◆ Short problem
Print all the data below word for word, but leave out the pictures.

◆ Source material
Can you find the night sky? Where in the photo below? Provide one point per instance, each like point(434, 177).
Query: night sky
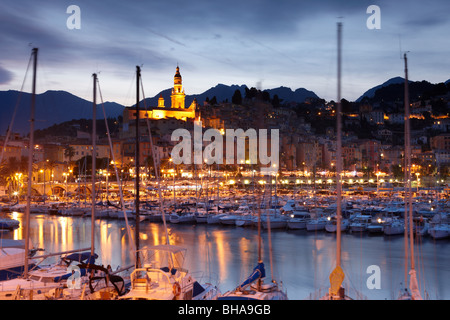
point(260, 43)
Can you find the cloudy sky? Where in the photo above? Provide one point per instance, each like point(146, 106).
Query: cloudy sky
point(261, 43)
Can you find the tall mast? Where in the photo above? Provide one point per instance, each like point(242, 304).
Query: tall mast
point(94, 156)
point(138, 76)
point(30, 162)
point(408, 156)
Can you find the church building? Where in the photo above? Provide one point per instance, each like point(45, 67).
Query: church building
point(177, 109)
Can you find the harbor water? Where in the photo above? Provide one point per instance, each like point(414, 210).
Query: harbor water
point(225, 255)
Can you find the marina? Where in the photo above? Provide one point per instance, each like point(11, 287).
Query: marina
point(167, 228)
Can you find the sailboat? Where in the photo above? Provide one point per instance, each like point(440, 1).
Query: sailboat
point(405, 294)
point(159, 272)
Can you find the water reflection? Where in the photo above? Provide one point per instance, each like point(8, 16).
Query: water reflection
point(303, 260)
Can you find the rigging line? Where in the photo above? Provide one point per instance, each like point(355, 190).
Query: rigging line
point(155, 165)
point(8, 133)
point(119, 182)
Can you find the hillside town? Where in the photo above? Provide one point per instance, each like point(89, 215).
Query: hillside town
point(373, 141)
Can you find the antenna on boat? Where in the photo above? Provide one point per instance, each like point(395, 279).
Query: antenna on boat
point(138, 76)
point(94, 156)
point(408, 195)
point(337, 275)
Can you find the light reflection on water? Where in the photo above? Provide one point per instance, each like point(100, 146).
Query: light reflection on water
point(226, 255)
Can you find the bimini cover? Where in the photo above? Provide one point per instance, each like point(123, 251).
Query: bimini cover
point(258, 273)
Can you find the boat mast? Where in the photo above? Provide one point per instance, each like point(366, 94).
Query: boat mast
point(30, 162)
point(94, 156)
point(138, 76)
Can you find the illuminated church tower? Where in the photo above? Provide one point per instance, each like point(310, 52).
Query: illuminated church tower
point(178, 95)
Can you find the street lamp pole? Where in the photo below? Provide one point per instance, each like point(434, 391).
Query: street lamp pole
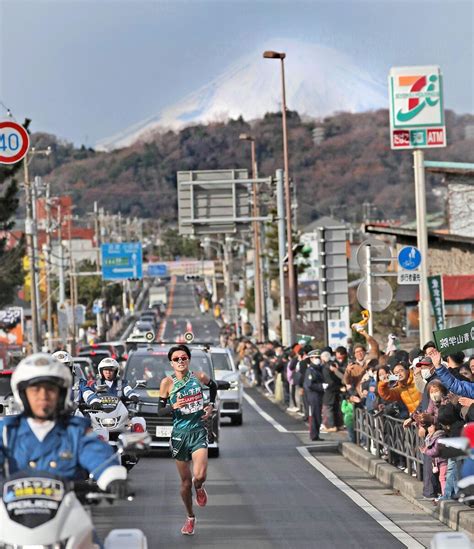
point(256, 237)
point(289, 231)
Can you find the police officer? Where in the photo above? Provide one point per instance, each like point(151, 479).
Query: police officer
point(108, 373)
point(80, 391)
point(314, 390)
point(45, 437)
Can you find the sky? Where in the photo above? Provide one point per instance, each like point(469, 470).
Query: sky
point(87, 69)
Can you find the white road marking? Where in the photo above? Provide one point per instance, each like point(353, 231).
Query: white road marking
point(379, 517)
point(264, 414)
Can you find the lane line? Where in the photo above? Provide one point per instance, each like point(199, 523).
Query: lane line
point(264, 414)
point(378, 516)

◆ Final answer
Can you find the night sky? Where in the photo below? Provide one point per instance, each like point(434, 177).
Query: night sky
point(260, 43)
Can you find the cloudy sky? Where in the photo above? Provide one point per instance, each like point(146, 106).
Query: cloudy sky
point(261, 43)
Can you find the tall mast? Where in the photo above? Provide one point per instance, each like point(242, 304).
Query: tall mast
point(94, 156)
point(138, 76)
point(30, 162)
point(408, 156)
Can you find the church building? Where in the photo above? Provide one point per instance, each like point(45, 67).
Query: church building
point(177, 109)
Can you find the harbor water? Where in the photo above? Provide one point per instance, each like point(414, 210).
Query: harbor water
point(225, 255)
Can you find the marina? Where in the photo above? Provide one point per instance, each like point(11, 287).
Query: marina
point(167, 228)
Can you find the sailboat? Where in the photo above? Provide one point per instance, each like point(440, 1).
Query: sailboat
point(405, 294)
point(159, 272)
Can you find the water reflection? Where in the photo above? Provide one point per instance, each like point(8, 16).
Query: water reflection
point(303, 260)
Can you find the rigging line? Where in the photo above? Provide one point per instance, each like point(355, 190).
Query: rigging line
point(155, 165)
point(8, 133)
point(119, 182)
Can you find the hillside town? Where in the photo above? Provide one point per instance, each like point(89, 215).
Query: hillside town
point(373, 141)
Can you find the antenna on boat? Where in the photo above? Provide one point per instance, each like point(395, 279).
Query: antenna on boat
point(138, 76)
point(94, 156)
point(408, 195)
point(337, 275)
Can you find the light reflection on water? Where in the photo above? Provide one point per instance, each like point(100, 146).
Query: light reflection on water
point(226, 255)
Can you find the bimini cover? Where in the photo above? Provide one point per instance, each like point(123, 251).
Query: bimini cover
point(258, 273)
Can you find the boat mast? Where in the photo above? Provide one point per instance, each like point(366, 94).
Query: boat mast
point(30, 162)
point(94, 156)
point(138, 76)
Can you find the illuminated church tower? Where in the photo above? Provide one point per instance, each like point(310, 52).
Query: illuminated church tower
point(178, 95)
Can you find the street lamp pole? Where in the photo below? Provide one point per instance, each like point(434, 391).
Query: street lamp pole
point(256, 237)
point(289, 231)
Can you find the police officer? Where in the photo above? Provide one point per instance, each like point(151, 479).
Query: police officer
point(108, 373)
point(80, 391)
point(314, 390)
point(45, 437)
Can you find the sky? Where in the photo above? Provide one point per instance, each like point(469, 470).
Query: sky
point(87, 69)
Can you find the white road marking? Where in the photo above? Provide one point per instance, each like point(353, 231).
Query: white road marking
point(379, 517)
point(264, 414)
Can you find the lane line? Where in the photo above? Provide one point per instance, each like point(199, 523).
Query: lane line
point(264, 414)
point(378, 516)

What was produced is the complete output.